SpatiaLQA: A Benchmark for Evaluating Spatial Logical Reasoning in Vision-Language Models

TL;DR

A method called recursive scene graph assisted reasoning is proposed, which leverages visual foundation models to progressively decompose complex scenes into task-relevant scene graphs, thereby enhancing the spatial logical reasoning ability of VLMs, outperforming all previous methods.

Abstract

Vision-Language Models (VLMs) have been increasingly applied in real-world scenarios due to their outstanding understanding and reasoning capabilities. Although VLMs have already demonstrated impressive capabilities in common visual question answering and logical reasoning, they still lack the ability to make reasonable decisions in complex real-world environments. We define this ability as spatial logical reasoning, which not only requires understanding the spatial relationships among objects in complex scenes, but also the logical dependencies between steps in multi-step tasks. To bridge this gap, we introduce Spatial Logical Question Answering (SpatiaLQA), a benchmark designed to evaluate the spatial logical reasoning capabilities of VLMs. SpatiaLQA consists of 9,605 question answer pairs derived from 241 real-world indoor scenes. We conduct extensive experiments on 41 mainstream VLMs, and the results show that even the most advanced models still struggle with spatial logical reasoning. To address this issue, we propose a method called recursive scene graph assisted reasoning, which leverages visual foundation models to progressively decompose complex scenes into task-relevant scene graphs, thereby enhancing the spatial logical reasoning ability of VLMs, outperforming all previous methods. Code and dataset are available at https://github.com/xieyc99/SpatiaLQA.

Figures (8)

> **Data**
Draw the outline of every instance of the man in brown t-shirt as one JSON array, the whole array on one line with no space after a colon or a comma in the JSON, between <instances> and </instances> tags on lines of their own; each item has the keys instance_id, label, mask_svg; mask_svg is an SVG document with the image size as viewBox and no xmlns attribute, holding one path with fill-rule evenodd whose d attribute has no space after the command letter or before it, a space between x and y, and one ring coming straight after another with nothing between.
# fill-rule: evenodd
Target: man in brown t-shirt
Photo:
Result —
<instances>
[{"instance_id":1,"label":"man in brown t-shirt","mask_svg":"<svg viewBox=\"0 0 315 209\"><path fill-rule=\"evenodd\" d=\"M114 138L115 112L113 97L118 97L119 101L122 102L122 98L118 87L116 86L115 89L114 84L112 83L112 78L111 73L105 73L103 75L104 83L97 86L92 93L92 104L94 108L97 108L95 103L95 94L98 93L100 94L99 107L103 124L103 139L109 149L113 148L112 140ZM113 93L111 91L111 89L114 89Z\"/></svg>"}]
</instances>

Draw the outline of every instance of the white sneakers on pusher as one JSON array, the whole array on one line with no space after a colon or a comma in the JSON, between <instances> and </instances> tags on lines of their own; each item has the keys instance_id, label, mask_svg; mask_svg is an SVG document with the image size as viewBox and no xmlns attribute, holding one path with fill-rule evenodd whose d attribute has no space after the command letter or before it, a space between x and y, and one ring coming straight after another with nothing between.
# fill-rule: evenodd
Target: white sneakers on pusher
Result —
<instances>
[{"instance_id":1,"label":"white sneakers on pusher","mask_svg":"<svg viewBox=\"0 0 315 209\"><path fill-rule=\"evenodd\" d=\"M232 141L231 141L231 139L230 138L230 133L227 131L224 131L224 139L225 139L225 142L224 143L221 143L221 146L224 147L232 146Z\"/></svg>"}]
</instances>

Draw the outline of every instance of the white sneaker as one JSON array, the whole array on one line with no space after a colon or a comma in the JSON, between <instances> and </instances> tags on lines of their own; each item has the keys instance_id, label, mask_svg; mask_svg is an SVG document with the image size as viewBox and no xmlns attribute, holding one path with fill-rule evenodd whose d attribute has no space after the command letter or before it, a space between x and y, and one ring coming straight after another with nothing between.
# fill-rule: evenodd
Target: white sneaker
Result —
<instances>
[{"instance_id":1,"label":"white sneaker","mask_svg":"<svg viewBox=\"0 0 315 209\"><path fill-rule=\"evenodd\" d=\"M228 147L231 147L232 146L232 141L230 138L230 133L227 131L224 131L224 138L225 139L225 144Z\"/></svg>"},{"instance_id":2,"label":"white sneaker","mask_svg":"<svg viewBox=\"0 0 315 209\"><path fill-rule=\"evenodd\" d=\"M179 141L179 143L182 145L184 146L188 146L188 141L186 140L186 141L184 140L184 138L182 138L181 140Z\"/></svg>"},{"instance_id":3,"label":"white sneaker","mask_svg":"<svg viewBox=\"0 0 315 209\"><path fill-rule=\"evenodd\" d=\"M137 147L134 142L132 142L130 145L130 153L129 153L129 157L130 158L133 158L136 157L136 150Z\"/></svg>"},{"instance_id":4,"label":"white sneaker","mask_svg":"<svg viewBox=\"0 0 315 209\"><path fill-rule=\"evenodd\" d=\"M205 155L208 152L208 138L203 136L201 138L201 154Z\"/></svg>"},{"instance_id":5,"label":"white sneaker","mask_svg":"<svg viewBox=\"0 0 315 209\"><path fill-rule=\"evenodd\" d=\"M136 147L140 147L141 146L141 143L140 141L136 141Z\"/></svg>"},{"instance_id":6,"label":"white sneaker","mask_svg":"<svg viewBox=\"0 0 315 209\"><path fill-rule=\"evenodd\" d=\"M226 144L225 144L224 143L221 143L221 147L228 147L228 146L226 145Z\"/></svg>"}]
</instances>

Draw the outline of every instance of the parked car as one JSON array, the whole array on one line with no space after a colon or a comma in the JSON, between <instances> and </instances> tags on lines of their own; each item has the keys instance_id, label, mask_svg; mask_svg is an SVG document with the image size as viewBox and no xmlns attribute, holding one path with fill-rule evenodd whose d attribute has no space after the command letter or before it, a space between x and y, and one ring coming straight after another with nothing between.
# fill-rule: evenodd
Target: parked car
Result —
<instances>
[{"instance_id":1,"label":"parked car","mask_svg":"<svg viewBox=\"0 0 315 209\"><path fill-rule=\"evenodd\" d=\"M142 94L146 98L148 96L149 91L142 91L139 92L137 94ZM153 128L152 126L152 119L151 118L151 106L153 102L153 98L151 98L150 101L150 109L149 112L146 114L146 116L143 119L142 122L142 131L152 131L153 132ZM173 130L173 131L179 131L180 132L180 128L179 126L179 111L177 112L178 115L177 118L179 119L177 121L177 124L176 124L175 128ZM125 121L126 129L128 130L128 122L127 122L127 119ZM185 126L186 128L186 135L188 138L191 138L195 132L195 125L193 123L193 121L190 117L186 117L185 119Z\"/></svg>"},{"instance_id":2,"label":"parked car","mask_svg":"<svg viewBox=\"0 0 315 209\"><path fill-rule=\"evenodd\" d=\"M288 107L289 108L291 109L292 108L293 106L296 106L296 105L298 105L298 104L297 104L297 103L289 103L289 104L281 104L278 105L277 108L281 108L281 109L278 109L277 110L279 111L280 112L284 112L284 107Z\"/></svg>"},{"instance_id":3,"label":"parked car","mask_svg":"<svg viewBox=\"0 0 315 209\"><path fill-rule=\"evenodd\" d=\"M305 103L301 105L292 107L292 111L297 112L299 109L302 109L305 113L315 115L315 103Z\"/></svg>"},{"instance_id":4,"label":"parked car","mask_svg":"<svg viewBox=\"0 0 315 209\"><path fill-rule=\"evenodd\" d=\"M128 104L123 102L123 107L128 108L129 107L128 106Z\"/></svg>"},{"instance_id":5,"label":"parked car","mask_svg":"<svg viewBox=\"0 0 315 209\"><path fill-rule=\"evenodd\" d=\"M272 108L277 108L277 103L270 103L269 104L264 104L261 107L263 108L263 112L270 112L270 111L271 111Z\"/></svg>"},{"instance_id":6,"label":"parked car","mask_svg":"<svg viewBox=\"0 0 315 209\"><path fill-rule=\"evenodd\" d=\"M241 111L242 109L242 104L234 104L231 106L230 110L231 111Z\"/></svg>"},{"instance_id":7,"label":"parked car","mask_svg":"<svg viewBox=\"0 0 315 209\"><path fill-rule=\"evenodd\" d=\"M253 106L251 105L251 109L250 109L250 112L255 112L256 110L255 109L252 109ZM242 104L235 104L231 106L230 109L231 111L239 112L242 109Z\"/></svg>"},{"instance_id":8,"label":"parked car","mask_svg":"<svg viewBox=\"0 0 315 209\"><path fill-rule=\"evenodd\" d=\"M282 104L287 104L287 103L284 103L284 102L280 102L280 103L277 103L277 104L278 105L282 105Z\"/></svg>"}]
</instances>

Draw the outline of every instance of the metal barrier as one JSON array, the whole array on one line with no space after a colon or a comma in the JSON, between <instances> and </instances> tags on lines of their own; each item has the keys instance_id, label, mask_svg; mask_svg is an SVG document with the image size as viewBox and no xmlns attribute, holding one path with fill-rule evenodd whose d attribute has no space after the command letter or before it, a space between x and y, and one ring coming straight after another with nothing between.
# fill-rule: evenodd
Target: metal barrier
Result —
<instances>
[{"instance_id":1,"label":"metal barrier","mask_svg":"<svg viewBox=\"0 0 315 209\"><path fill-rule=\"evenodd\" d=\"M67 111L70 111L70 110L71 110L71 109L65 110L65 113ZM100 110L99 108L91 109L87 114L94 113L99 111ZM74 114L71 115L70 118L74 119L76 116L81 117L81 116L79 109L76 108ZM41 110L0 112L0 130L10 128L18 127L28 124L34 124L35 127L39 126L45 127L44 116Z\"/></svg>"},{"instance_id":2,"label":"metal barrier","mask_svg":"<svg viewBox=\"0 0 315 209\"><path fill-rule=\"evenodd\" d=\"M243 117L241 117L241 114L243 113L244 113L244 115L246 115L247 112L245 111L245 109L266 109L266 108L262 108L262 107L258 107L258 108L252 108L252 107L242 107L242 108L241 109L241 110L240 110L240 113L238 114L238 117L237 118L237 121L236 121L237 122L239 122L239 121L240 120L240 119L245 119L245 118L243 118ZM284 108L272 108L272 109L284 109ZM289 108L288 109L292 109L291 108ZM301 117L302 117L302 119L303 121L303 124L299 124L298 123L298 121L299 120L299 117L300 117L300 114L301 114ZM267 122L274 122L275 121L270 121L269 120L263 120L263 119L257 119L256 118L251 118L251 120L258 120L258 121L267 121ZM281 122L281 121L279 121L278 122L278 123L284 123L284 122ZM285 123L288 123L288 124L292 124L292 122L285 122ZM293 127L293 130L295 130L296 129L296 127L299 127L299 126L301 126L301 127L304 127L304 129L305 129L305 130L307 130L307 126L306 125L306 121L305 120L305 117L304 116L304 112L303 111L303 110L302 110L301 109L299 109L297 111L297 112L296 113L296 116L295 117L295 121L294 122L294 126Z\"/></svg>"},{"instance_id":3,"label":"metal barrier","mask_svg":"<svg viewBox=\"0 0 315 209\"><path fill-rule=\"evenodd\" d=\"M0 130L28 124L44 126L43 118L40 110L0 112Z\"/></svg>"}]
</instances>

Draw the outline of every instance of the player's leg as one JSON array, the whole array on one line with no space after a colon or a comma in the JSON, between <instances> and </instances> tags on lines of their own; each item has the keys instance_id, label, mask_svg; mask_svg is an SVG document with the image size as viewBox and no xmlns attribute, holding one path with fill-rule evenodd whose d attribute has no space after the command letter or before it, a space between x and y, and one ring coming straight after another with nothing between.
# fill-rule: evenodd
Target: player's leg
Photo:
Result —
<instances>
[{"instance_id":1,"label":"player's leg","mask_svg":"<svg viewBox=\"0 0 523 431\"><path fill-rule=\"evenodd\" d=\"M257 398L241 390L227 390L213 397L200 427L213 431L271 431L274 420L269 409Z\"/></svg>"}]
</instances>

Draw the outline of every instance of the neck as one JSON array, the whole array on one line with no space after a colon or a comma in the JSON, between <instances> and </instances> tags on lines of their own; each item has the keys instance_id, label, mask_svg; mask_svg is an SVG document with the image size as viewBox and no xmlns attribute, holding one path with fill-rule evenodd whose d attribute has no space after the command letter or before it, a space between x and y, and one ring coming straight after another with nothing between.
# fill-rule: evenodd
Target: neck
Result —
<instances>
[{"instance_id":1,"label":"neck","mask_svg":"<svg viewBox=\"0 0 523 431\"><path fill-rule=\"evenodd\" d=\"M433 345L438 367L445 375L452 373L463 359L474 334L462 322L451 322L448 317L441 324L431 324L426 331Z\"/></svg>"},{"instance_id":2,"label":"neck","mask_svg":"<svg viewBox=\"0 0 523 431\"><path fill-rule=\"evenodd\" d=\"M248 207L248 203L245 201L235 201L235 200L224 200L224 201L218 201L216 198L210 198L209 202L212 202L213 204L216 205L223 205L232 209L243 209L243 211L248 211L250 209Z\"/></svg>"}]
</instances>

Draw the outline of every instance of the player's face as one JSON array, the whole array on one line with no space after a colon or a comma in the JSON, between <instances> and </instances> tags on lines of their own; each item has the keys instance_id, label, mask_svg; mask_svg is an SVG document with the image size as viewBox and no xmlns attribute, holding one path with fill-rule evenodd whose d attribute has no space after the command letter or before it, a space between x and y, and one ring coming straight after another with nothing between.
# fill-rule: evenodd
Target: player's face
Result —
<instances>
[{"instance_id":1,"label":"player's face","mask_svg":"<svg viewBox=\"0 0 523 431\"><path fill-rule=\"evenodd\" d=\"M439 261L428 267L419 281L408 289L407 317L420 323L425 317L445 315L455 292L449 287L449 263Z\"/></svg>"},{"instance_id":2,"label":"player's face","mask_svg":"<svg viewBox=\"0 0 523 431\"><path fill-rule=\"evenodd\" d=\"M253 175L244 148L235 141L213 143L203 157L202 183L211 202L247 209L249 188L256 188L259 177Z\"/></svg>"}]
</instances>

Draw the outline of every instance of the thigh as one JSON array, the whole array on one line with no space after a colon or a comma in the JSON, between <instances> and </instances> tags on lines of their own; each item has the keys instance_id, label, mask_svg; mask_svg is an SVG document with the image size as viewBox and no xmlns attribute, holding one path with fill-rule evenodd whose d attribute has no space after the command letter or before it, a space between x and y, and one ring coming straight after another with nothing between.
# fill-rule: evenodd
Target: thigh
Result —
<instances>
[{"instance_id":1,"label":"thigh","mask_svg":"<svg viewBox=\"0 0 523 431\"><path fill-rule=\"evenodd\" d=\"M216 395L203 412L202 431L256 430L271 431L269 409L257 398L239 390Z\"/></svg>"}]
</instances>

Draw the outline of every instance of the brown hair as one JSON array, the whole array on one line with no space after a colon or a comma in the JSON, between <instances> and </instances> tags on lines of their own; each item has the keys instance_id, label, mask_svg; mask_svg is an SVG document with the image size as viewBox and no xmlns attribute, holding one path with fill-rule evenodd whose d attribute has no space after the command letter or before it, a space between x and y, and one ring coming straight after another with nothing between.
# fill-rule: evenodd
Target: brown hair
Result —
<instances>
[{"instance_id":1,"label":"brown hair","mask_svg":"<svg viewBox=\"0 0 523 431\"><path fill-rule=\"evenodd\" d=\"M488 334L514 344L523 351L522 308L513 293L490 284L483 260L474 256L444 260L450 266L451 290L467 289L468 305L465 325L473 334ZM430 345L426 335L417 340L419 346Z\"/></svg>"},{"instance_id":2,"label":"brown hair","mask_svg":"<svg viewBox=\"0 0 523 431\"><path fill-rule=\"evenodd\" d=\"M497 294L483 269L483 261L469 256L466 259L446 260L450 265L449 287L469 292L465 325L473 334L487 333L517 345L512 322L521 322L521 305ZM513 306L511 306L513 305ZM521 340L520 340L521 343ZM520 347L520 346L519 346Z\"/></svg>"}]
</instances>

> **Task directions**
Condense the SpatiaLQA page above into two sentences.

> **Output**
SpatiaLQA is a benchmark of 9,605 question answer pairs from 241 real-world indoor scenes, built to evaluate how well vision-language models handle spatial logical reasoning, meaning both the spatial relationships among objects and the logical dependencies between steps in multi-step tasks. Experiments on 41 mainstream models show that even the most advanced still struggle, so the authors propose recursive scene graph assisted reasoning, which uses visual foundation models to progressively break complex scenes into task-relevant scene graphs and outperforms all previous methods.